# [WORK INSTRUCTION 1]
Please set down the passage of the Depend campaign summary below from "In conjunction with" up to and including "golfer Jim Colbert.", word for word.
# [WORK INSTRUCTION 2]
Name every person mentioned in the Depend campaign summary below.
# [WORK INSTRUCTION 3]
Translate this sentence from the Depend campaign summary below into Spanish: "The celebrity spokesmen will take part in interviews, recalling their own experiences as cancer survivors."

START READING PASSAGE

Organization: Kimberly-Clark and Zero, the Project to End Prostate Cancer
Campaign: The Depend Campaign to End Prostate Cancer
PR team: In-house and Taylor
Launch: June 15
Prostate cancer affects one in every six men, with 192,000 males expected to be diagnosed with the disease this year in the US alone. Kimberly-Clark, which makes Depend products that help cope with incontinence – a symptom often related to prostate cancer – is conducting an effort to reach middle-aged and older men with a health-related cause campaign. It aims to raise awareness about the disease while also making men more comfortable talking about a difficult subject.
“Naturally, this is something we needed to think about as a brand and company, not just because of the tie-in with the brand, but because of the impact that it is having on men in this category,” said Blake Boulden, marketing brand manager at Kimberly-Clark.
In conjunction with Taylor and nonprofit Zero, the Project to End Prostate Cancer, Kimberly-Clark called on top former athletes who could make men feel more at ease. The organizations sought athletes who have ties to the disease, such as cancer survivor and former baseball star Ken Griffey, Sr., and golfer Jim Colbert.
“What is most important is that men who are going through the illness, unfortunately, can relate to men going through it or who have gone through it,” said Ryan Mucatel, managing partner at Taylor.
The groups will leverage major events, including Father's Day, the Major League Baseball All-Star Game, and the US Open golf tournament, to bolster outreach to consumer and men's magazines throughout the summer. The celebrity spokesmen will take part in interviews, recalling their own experiences as cancer survivors.
Kimberly-Clark also launched a microsite with information about the disease and places men can get tested. “It's about making this a comfortable conversation,” added Boulden.
Kimberly-Clark will measure Web site traffic and the overall value of its earned media placements using a media prominence index. The company is also measuring market share and sales growth during the campaign. Zero has a goal of testing its 100,000th man for prostate cancer this year via this and other campaigns, according to Katie Gorscak, director of communications at Zero.

END READING PASSAGE
START DATA LISTING

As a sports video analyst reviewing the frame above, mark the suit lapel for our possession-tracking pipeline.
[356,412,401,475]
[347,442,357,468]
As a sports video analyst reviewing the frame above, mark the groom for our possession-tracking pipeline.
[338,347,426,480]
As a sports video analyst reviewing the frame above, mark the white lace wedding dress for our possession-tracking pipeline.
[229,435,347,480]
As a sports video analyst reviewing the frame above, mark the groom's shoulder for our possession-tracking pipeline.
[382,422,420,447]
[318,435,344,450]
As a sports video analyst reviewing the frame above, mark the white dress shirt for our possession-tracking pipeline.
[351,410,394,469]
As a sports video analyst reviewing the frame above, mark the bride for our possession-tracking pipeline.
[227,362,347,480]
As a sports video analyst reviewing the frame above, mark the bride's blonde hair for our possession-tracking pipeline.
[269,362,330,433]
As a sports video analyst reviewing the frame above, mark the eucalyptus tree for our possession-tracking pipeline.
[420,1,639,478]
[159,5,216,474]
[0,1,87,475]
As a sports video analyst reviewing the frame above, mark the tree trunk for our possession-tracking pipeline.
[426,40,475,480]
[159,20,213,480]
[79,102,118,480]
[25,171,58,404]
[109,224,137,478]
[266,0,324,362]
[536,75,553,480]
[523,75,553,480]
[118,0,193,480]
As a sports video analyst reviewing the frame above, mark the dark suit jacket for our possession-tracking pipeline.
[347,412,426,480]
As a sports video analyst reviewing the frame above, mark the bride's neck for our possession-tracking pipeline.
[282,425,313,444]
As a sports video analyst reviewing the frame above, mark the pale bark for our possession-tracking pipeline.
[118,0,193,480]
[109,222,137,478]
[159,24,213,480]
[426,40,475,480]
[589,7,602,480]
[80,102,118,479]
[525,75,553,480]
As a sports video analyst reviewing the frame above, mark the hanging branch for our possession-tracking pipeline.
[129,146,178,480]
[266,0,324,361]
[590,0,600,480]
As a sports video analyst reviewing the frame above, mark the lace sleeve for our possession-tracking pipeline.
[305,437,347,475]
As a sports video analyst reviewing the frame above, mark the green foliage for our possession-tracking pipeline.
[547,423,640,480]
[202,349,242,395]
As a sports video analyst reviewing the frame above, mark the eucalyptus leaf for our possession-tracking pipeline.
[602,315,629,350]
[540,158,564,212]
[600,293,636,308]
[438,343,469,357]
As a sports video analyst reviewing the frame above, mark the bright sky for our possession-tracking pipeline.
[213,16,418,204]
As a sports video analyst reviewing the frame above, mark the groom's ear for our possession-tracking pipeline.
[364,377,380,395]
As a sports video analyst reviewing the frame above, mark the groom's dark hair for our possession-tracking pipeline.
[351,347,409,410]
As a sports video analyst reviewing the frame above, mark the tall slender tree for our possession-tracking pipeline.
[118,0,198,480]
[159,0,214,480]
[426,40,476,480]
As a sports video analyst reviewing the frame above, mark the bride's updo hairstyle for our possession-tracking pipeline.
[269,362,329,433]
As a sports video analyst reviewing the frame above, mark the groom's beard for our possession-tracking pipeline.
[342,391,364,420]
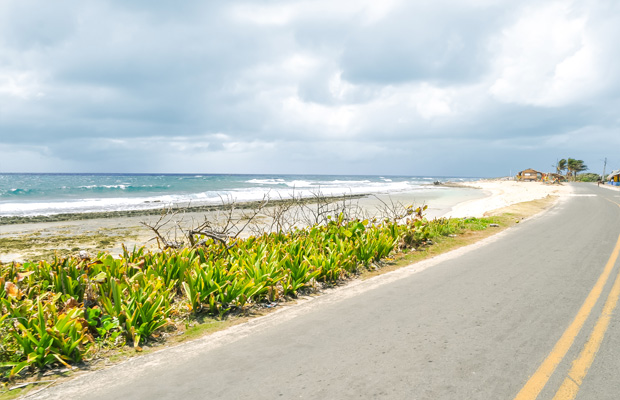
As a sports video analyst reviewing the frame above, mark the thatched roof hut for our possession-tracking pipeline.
[517,168,544,182]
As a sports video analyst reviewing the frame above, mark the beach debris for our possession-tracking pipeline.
[4,281,21,297]
[17,271,34,282]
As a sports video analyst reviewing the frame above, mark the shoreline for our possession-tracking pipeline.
[0,180,571,263]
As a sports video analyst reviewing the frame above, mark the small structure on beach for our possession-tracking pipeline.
[543,172,566,183]
[607,169,620,186]
[517,168,544,182]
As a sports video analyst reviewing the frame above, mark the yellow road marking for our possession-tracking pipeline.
[553,266,620,400]
[553,200,620,400]
[514,236,620,400]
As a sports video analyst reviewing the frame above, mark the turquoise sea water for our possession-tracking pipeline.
[0,174,478,216]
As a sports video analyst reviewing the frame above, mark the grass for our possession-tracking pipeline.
[360,196,557,279]
[0,197,555,399]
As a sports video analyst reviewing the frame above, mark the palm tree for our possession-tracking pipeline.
[566,158,588,180]
[555,158,566,175]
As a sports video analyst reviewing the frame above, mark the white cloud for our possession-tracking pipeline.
[490,1,601,107]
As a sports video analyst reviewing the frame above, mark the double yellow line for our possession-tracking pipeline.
[514,202,620,400]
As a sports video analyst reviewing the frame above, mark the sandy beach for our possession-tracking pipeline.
[0,180,572,262]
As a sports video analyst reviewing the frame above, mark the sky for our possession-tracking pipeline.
[0,0,620,177]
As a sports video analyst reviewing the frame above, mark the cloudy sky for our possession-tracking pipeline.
[0,0,620,176]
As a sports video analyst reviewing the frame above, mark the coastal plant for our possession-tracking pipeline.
[3,299,90,376]
[0,198,508,376]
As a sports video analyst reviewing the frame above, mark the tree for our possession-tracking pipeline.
[555,158,566,175]
[566,158,588,180]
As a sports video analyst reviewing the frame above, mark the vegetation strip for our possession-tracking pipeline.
[0,196,555,399]
[0,205,504,382]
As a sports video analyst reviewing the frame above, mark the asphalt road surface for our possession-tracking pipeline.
[30,184,620,400]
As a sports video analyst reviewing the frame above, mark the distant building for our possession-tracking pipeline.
[607,169,620,186]
[544,172,566,182]
[517,168,544,182]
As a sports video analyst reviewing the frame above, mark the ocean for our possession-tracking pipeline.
[0,174,479,216]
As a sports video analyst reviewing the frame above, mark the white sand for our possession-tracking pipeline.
[443,180,573,218]
[0,180,572,262]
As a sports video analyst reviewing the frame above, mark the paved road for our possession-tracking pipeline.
[30,184,620,400]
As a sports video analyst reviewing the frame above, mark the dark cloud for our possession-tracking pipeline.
[0,0,620,175]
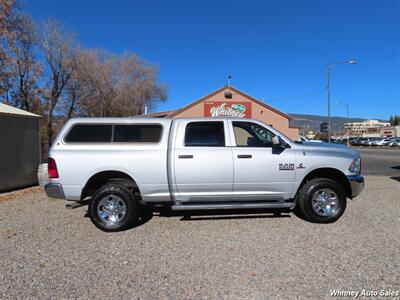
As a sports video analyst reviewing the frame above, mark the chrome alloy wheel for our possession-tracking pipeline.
[311,188,339,217]
[97,195,127,225]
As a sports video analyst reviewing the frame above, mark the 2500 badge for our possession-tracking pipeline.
[279,164,294,171]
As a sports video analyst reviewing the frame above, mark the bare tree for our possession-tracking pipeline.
[63,50,98,119]
[41,19,77,146]
[77,51,167,117]
[11,15,43,113]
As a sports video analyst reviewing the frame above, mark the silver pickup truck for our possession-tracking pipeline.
[45,117,364,231]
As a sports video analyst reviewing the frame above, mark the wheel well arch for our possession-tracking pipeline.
[81,170,140,200]
[296,168,352,198]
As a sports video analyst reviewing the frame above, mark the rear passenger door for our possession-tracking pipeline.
[174,121,233,201]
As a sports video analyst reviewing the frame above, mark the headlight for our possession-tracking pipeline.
[349,158,361,173]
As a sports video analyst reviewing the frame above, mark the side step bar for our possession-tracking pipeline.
[171,202,294,210]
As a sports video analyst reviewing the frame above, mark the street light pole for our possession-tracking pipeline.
[328,60,357,143]
[336,102,349,137]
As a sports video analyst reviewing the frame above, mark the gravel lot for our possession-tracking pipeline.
[0,151,400,299]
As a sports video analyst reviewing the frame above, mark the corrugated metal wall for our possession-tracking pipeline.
[0,114,40,192]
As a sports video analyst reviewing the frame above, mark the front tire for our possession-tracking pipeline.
[297,178,347,223]
[89,184,138,232]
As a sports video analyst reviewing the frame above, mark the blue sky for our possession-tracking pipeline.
[25,0,400,119]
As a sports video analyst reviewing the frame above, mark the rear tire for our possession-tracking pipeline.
[297,178,347,223]
[89,184,138,232]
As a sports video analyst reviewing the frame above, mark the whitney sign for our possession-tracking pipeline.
[204,101,251,118]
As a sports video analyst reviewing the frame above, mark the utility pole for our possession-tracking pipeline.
[328,60,357,143]
[328,63,331,143]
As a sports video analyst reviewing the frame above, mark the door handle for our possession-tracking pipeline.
[238,154,253,158]
[178,154,193,159]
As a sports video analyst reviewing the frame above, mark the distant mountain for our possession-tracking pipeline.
[289,114,387,134]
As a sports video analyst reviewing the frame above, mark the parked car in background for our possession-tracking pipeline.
[366,137,382,146]
[372,138,391,146]
[387,138,400,147]
[296,135,322,143]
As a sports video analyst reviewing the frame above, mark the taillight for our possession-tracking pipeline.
[47,157,58,178]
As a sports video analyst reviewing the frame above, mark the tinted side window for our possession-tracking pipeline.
[232,122,275,147]
[185,122,225,147]
[114,124,162,143]
[65,124,112,143]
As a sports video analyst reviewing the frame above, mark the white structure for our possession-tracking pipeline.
[344,120,390,135]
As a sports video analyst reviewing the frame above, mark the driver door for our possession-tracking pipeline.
[231,120,296,201]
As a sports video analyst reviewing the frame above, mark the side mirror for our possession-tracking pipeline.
[272,135,288,148]
[272,135,282,147]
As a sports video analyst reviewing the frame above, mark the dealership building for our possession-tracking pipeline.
[148,86,299,139]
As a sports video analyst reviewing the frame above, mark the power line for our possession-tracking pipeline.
[268,64,328,101]
[267,54,400,101]
[290,88,327,110]
[268,87,326,101]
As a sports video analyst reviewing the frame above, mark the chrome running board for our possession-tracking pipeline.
[171,202,295,210]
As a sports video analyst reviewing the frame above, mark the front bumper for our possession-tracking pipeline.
[347,175,364,198]
[44,182,65,199]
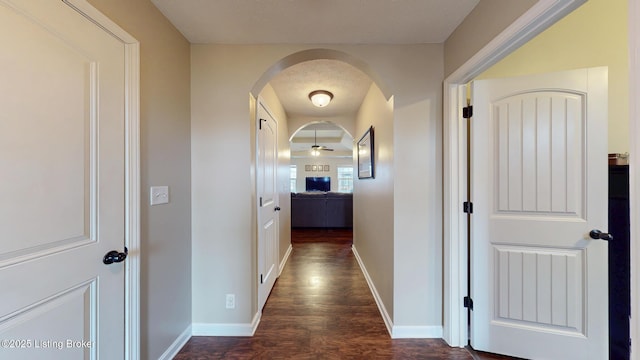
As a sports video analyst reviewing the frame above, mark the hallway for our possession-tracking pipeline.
[175,230,507,360]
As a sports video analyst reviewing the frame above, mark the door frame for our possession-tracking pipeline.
[443,0,588,347]
[253,95,280,312]
[62,0,141,360]
[628,0,640,349]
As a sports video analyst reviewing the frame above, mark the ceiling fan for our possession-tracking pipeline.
[311,130,333,151]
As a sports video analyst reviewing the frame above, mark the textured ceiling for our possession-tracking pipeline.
[151,0,479,156]
[152,0,479,44]
[270,60,372,117]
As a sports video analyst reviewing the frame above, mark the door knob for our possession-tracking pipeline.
[102,246,129,265]
[589,229,613,241]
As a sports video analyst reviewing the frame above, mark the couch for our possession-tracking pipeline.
[291,191,353,228]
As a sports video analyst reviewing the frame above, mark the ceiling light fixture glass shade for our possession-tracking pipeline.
[309,90,333,107]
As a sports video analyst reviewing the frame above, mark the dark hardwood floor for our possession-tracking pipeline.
[175,229,510,360]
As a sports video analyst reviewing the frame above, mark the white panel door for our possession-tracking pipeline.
[471,68,608,360]
[256,102,280,310]
[0,0,125,360]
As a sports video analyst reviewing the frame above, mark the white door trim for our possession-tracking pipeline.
[443,0,588,347]
[63,0,141,360]
[628,0,640,359]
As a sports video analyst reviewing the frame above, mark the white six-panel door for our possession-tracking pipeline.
[256,101,279,310]
[471,68,608,359]
[0,0,125,359]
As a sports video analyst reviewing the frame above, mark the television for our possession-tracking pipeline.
[305,176,331,191]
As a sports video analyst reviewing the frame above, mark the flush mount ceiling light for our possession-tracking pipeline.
[309,90,333,107]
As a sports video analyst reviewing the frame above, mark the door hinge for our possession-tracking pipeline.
[464,296,473,310]
[462,105,473,119]
[462,201,473,214]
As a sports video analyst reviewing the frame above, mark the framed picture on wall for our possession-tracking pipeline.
[358,126,375,179]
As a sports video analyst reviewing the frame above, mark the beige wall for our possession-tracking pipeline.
[353,84,394,320]
[444,0,537,76]
[479,0,629,153]
[84,0,191,359]
[191,44,444,326]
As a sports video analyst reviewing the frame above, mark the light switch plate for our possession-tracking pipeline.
[149,186,169,205]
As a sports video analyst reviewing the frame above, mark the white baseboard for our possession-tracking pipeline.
[391,325,442,339]
[278,244,293,276]
[351,245,393,335]
[192,312,262,336]
[158,325,192,360]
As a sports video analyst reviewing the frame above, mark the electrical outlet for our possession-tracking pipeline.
[227,294,236,309]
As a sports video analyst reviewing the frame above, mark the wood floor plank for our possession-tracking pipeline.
[175,229,509,360]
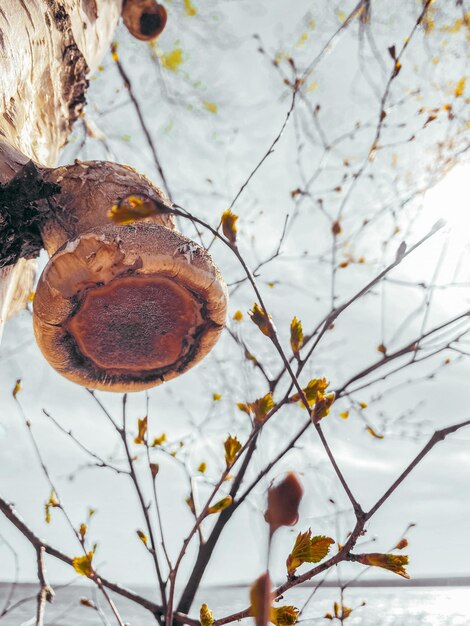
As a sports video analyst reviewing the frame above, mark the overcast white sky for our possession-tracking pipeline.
[0,0,470,596]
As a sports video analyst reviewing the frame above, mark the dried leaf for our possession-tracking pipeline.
[290,317,304,356]
[286,528,334,576]
[454,77,467,98]
[355,552,409,578]
[264,472,304,533]
[134,416,147,444]
[224,435,242,467]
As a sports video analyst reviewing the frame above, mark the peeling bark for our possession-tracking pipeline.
[0,0,122,336]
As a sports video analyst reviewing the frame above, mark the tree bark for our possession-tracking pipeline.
[0,0,122,338]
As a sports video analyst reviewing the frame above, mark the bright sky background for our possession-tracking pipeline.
[0,0,470,596]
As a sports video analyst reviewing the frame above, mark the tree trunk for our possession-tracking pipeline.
[0,0,122,339]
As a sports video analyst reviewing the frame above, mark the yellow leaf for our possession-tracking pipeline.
[13,378,21,398]
[184,0,197,17]
[454,77,466,98]
[331,220,343,237]
[221,209,238,243]
[248,393,274,423]
[286,528,334,576]
[152,433,166,448]
[185,496,196,514]
[134,416,147,444]
[312,393,336,424]
[354,552,409,578]
[160,48,183,72]
[224,435,242,467]
[269,605,299,626]
[366,426,384,439]
[202,100,218,113]
[44,489,60,524]
[207,496,232,515]
[136,530,148,546]
[248,302,274,337]
[199,604,214,626]
[289,378,330,406]
[290,317,304,356]
[72,551,94,577]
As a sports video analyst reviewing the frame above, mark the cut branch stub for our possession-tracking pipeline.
[122,0,167,41]
[33,162,227,391]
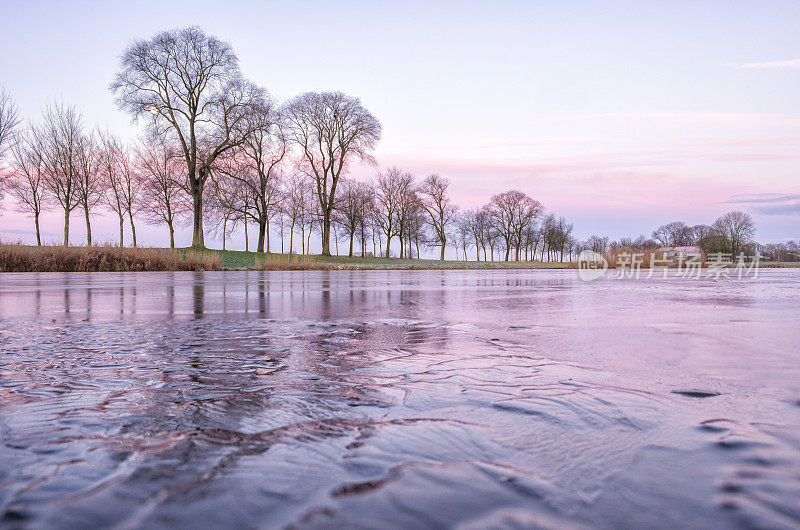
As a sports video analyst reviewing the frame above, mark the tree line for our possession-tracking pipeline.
[0,27,780,261]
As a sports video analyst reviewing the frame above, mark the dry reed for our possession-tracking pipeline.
[0,244,220,272]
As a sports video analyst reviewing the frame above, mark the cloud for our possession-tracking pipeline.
[725,193,800,215]
[739,59,800,68]
[0,228,58,236]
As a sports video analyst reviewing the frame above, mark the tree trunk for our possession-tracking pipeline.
[189,174,206,248]
[128,210,136,248]
[64,208,69,247]
[244,215,250,252]
[318,208,331,256]
[83,204,92,247]
[256,217,269,252]
[33,212,42,247]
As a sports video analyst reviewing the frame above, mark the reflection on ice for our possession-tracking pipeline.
[0,270,800,528]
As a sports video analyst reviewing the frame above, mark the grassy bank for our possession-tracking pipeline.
[0,244,571,272]
[0,241,221,272]
[203,249,570,270]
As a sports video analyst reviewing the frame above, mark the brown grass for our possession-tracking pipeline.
[0,244,220,272]
[253,254,340,271]
[603,246,706,269]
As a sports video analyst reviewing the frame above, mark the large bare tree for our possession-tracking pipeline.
[9,126,47,246]
[40,103,84,246]
[135,136,192,248]
[217,94,287,252]
[286,92,381,256]
[0,86,20,199]
[76,134,104,246]
[488,190,543,261]
[111,27,261,247]
[98,132,142,248]
[711,210,756,257]
[336,180,375,257]
[375,167,414,258]
[419,173,457,260]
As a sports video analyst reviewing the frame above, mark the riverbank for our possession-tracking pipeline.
[0,244,575,272]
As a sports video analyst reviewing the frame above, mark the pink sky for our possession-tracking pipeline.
[0,1,800,246]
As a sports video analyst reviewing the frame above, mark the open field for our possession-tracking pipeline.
[0,244,574,272]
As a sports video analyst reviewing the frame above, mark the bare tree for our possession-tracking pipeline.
[284,175,311,254]
[419,173,457,260]
[206,170,251,250]
[336,180,373,257]
[375,167,414,258]
[98,132,142,248]
[111,27,262,247]
[135,136,192,248]
[214,94,286,252]
[395,173,422,258]
[9,126,47,246]
[77,129,103,245]
[712,210,756,256]
[488,190,543,261]
[0,86,20,200]
[653,221,695,247]
[286,92,381,256]
[40,103,84,246]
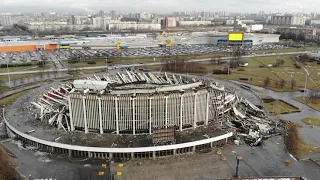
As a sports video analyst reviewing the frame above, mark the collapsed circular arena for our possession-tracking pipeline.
[33,71,236,135]
[4,71,278,159]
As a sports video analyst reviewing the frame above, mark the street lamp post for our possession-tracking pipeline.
[303,68,309,100]
[7,60,11,88]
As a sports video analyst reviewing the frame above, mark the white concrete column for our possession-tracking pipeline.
[68,95,74,131]
[40,106,43,121]
[149,98,152,134]
[82,95,89,133]
[131,98,136,135]
[193,93,197,129]
[179,95,183,131]
[114,97,119,134]
[206,92,210,125]
[98,97,103,134]
[164,96,168,128]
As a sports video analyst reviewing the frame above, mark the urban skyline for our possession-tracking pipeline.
[0,0,320,13]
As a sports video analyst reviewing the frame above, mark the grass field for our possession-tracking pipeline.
[302,118,320,126]
[0,90,30,105]
[264,101,300,114]
[212,55,320,91]
[295,97,320,111]
[81,69,105,74]
[298,137,320,155]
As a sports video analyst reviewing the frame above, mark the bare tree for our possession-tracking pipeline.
[279,79,286,88]
[285,122,299,155]
[290,78,296,89]
[0,146,17,179]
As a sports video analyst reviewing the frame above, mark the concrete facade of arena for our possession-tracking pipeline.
[69,86,236,135]
[0,33,280,52]
[4,115,233,159]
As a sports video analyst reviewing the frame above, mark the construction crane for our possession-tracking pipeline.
[117,42,123,50]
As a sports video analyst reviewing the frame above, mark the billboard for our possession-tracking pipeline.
[228,32,243,41]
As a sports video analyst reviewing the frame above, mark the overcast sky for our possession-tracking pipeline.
[0,0,320,13]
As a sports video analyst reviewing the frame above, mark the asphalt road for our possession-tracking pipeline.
[232,82,320,147]
[222,136,320,180]
[0,51,309,76]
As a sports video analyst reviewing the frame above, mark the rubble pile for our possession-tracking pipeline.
[224,98,282,146]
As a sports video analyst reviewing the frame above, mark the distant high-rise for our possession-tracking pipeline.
[111,11,117,20]
[271,15,306,25]
[69,15,77,25]
[99,10,106,30]
[0,14,13,26]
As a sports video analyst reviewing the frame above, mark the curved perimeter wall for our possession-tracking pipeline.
[69,89,235,134]
[3,115,233,159]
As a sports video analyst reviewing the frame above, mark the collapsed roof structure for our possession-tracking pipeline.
[32,71,275,145]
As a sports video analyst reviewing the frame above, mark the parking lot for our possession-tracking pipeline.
[0,45,287,65]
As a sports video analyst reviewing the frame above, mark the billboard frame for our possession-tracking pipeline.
[228,31,244,46]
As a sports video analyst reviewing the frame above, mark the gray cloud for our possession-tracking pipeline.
[0,0,320,13]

END DATA LISTING

# [EXERCISE RESPONSE 1]
In conjunction with Taylor and nonprofit Zero, the Project to End Prostate Cancer, Kimberly-Clark called on top former athletes who could make men feel more at ease. The organizations sought athletes who have ties to the disease, such as cancer survivor and former baseball star Ken Griffey, Sr., and golfer Jim Colbert.

# [EXERCISE RESPONSE 2]
- Blake Boulden
- Ken Griffey, Sr.
- Jim Colbert
- Ryan Mucatel
- Katie Gorscak

# [EXERCISE RESPONSE 3]
Los portavoces famosos participarán en entrevistas en las que recordarán sus propias experiencias como sobrevivientes de cáncer.